**TASK OBJECTIVE**
Give back every record exactly, with its pictures left out.

[Point-per-instance localization data]
>>>

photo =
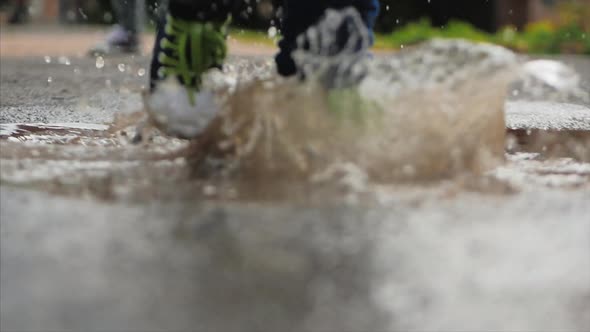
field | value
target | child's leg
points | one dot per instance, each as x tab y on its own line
301	14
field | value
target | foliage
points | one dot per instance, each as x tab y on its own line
571	36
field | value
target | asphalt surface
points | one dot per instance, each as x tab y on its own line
447	257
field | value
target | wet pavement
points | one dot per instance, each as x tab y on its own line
88	245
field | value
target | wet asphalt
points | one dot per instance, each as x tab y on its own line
456	260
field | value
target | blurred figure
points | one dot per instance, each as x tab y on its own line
20	12
124	38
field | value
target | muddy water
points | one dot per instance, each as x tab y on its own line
425	115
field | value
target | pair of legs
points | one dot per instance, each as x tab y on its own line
299	15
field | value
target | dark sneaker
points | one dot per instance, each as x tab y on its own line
118	41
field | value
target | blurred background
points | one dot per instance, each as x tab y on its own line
534	26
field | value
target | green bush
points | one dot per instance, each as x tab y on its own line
540	37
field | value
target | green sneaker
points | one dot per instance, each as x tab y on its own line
187	49
184	51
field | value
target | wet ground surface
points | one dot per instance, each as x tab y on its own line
120	240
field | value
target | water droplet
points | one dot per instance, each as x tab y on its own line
63	60
99	62
272	32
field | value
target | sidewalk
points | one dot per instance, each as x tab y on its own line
54	40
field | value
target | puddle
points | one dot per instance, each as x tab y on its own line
430	114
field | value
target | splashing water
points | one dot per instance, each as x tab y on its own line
429	112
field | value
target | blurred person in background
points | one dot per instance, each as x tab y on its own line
124	37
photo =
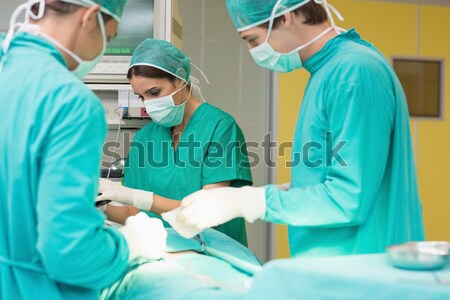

<<<

**EXERCISE SOLUTION**
photo =
field | value
target | child's leg
points | one dot per instance, each as x tab y on its own line
301	14
field | value
target | foliage
points | one dot per instance, each as x tab y on its own line
571	36
field | value
target | asphalt surface
points | one dot per instance, each as x tab y on its own line
447	257
field | value
target | wet pavement
points | one dot per instance, each as x tab y on its own line
88	245
field | value
target | wet asphalt
points | one dot per instance, each as x tab y on its own line
456	260
field | value
target | blurred figure
points | one dot per instance, each as x tab y on its own line
20	12
124	38
field | value
target | muddy water
points | one dot per instance, each as x tab y on its own line
425	115
field | value
target | pair of legs
points | one dot per instance, each as x tab y on its own line
299	15
field | value
target | dark sneaker
points | one dot per instance, each as x tab y on its own line
118	41
field | value
target | blurred background
points | one dot per instance, each as x tab y on its own line
534	26
field | value
target | green bush
points | one dot per instance, each as x tab y on its own line
540	37
field | value
target | green sneaker
points | one dot per instance, each as x tab y on its own line
187	49
184	51
field | value
target | wet ground surface
points | one dot per instance, each as x tab y on its own line
120	240
field | value
target | water droplet
points | one dot per instance, each as x tab y on its own line
63	60
99	62
272	32
field | value
target | sidewalk
points | one dot per instance, each as x tab y on its own line
54	40
field | value
target | puddle
points | one dot per instance, each as x tab y on its own line
430	114
field | value
target | splashing water
points | one dot per instance, each as x tab y on its own line
429	112
field | value
target | blurred person in background
points | one dot per instance, each as x tab y on its own line
124	37
photo =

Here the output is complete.